Take each line of the listing that has the string "grass" and report it.

=====

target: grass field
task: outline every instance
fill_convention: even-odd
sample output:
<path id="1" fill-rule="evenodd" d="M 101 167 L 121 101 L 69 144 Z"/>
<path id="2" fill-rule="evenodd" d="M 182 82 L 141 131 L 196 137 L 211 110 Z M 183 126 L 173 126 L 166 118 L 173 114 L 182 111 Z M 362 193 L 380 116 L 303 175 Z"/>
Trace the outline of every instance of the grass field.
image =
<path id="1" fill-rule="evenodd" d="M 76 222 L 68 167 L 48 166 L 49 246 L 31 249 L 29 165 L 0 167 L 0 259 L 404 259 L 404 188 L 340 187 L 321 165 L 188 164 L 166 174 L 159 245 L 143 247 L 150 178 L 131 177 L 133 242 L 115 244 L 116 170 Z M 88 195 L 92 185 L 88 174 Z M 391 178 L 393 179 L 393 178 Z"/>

=====

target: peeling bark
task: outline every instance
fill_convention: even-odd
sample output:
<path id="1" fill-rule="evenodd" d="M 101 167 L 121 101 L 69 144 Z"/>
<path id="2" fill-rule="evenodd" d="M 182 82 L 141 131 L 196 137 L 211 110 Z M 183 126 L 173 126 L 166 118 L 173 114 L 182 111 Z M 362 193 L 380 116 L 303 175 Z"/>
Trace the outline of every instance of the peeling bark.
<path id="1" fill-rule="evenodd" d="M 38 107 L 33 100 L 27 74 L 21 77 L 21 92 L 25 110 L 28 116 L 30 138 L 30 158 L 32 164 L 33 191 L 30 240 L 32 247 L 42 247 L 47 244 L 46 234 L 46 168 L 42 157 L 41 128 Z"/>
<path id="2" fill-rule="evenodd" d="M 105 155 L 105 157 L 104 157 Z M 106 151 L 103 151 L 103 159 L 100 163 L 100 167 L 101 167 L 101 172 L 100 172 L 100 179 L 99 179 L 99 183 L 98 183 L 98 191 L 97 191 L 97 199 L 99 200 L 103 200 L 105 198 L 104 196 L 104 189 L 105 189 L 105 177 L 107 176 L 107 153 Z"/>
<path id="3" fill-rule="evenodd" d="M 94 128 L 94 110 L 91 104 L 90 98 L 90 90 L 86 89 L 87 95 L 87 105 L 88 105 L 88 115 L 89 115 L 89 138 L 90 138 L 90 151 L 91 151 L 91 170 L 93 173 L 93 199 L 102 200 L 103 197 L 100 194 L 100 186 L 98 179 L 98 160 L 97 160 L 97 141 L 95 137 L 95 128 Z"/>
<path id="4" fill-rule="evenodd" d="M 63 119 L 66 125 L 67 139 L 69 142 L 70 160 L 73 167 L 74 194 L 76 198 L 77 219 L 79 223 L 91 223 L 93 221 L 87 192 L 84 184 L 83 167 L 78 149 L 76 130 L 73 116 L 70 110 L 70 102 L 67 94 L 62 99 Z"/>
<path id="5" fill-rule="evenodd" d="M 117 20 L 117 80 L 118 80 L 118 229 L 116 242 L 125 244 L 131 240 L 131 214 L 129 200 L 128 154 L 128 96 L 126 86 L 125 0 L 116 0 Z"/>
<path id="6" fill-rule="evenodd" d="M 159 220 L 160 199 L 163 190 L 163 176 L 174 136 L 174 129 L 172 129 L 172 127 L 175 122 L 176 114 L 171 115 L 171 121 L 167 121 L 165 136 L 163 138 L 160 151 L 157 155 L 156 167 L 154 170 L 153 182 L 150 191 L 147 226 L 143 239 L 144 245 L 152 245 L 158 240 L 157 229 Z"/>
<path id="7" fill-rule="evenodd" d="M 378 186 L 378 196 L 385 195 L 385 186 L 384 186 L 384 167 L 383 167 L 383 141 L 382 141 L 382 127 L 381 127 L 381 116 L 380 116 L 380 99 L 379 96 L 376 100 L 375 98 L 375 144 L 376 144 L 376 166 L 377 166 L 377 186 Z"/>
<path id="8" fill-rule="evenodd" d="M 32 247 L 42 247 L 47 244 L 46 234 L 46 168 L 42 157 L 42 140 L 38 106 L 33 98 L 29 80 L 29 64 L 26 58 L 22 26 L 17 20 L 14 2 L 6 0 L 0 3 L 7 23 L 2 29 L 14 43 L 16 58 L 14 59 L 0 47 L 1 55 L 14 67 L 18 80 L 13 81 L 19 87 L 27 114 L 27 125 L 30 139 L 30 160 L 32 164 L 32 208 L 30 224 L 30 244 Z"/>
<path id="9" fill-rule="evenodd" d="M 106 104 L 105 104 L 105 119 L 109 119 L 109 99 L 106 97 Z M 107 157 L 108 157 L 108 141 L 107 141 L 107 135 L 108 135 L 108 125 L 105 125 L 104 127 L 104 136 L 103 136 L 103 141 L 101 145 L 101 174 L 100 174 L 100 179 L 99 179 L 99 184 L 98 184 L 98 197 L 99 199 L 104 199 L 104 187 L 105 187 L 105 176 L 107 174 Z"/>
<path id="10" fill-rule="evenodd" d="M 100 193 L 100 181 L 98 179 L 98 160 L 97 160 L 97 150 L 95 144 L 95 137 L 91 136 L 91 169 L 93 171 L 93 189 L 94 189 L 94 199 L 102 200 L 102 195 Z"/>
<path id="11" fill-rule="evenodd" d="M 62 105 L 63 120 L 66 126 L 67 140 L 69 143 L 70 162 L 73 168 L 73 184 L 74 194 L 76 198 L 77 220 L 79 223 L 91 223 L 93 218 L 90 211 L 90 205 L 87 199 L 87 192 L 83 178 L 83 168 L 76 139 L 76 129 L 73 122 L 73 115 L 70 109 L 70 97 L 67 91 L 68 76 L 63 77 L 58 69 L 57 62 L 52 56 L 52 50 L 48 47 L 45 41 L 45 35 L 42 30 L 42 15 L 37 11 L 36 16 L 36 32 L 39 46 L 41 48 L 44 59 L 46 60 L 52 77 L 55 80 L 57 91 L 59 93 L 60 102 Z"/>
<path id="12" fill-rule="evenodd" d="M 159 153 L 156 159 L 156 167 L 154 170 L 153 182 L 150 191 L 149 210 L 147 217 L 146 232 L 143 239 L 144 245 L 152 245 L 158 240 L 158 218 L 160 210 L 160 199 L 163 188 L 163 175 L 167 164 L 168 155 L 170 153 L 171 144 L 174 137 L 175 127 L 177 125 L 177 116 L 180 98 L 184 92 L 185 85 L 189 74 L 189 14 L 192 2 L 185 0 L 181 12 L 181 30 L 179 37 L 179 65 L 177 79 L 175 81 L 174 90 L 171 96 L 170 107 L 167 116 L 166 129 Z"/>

=====

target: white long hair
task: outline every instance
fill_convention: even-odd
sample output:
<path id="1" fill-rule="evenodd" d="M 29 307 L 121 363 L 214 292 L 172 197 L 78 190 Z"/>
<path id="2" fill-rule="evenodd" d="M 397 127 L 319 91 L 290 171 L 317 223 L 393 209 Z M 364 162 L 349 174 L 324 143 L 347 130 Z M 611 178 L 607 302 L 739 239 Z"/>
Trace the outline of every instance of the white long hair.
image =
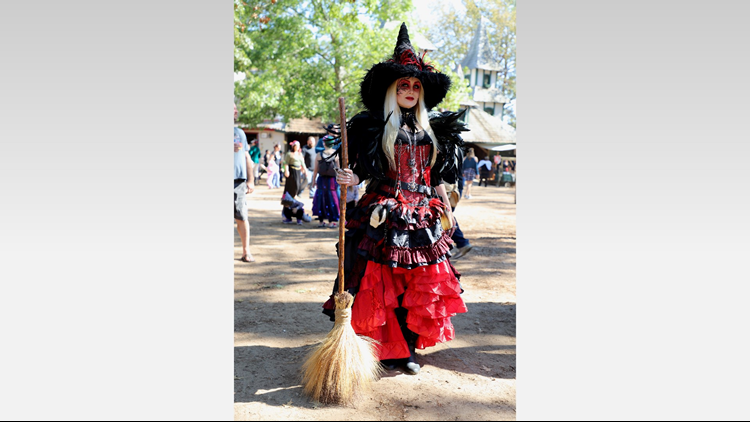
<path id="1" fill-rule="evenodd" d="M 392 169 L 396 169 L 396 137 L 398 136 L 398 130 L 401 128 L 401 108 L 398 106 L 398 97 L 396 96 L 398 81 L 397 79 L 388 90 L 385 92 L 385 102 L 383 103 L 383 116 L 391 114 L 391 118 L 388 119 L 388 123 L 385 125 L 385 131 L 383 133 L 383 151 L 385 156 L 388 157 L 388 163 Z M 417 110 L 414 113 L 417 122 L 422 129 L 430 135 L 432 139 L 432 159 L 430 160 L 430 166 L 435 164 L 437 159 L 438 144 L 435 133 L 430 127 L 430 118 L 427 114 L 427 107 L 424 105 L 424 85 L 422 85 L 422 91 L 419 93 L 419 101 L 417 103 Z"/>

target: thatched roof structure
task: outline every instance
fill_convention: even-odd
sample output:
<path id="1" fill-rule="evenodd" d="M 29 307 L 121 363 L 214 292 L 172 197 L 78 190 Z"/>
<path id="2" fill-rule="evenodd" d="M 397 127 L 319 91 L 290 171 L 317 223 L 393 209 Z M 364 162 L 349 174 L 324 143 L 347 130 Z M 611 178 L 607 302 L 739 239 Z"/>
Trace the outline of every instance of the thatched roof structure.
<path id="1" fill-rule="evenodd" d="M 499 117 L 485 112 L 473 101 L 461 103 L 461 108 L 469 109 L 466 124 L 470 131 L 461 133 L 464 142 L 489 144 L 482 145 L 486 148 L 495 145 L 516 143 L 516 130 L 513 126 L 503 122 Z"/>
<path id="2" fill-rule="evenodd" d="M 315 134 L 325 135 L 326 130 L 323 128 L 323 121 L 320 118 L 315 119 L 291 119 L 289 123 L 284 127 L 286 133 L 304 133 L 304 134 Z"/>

=====

RESPONSE BELOW -
target: grass field
Trace the outline of every instance of the grass field.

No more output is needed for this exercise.